▶ **Given passage**:
Hi All,
At a customer site, I have created a R80.30 ClusterXL cluster with jumbo take 155 which is working fine. All is OK when checking the cluster with 'cphaprob stat', 'cphaprob -l list' and 'cphaprob -a if'. The connection table is also synced, so the cluster seems OK.
But when we perform a fail-over with 'clusterXL_admin down' on the active member, we loose connections on one specific VLAN. On the other interfaces and VLAN's no problems are reported when we perform a fail-over.
Our first impression was the layer 3 devices in that network do not act on the gratuitous ARP being send. But when I manually send a G-ARP into the network, all connections via that VLAN are restored. I used the following to send the G-ARP
echo 1 > /proc/sys/net/ipv4/ip_nonlocal_bind <---- 0=off, 1=on
arping -c 4 -A -I eth3 10.10.10.10
We have a computer with Wireshark in that VLAN and when we perform a fail-over with 'clusterXL_admin down', we do not see the G-ARP packets. When we manually send the G-ARP, we can see these packets in Wireshark.

▶ **What you have to do**: Please reproduce the ClusterXL fail-over post word for word, between "But when we" and "packets in Wireshark.", inclusive.

▶ **Collected material**:
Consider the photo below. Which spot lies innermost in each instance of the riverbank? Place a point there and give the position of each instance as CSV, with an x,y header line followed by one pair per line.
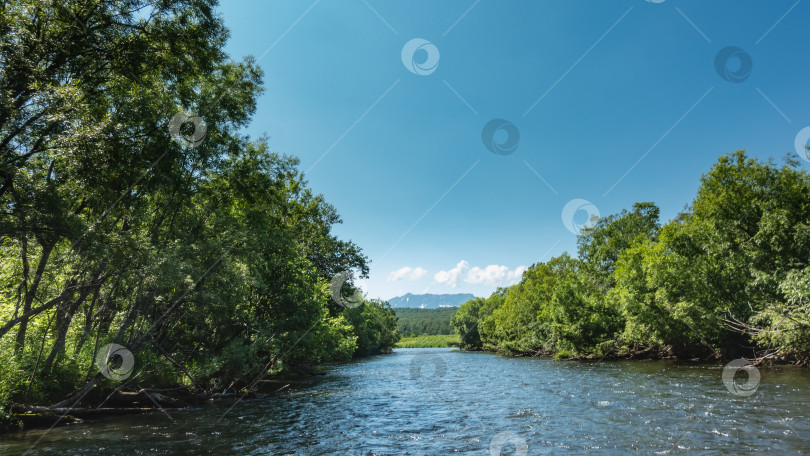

▶ **Correct result**:
But when we perform a fail-over with 'clusterXL_admin down' on the active member, we loose connections on one specific VLAN. On the other interfaces and VLAN's no problems are reported when we perform a fail-over.
Our first impression was the layer 3 devices in that network do not act on the gratuitous ARP being send. But when I manually send a G-ARP into the network, all connections via that VLAN are restored. I used the following to send the G-ARP
echo 1 > /proc/sys/net/ipv4/ip_nonlocal_bind <---- 0=off, 1=on
arping -c 4 -A -I eth3 10.10.10.10
We have a computer with Wireshark in that VLAN and when we perform a fail-over with 'clusterXL_admin down', we do not see the G-ARP packets. When we manually send the G-ARP, we can see these packets in Wireshark.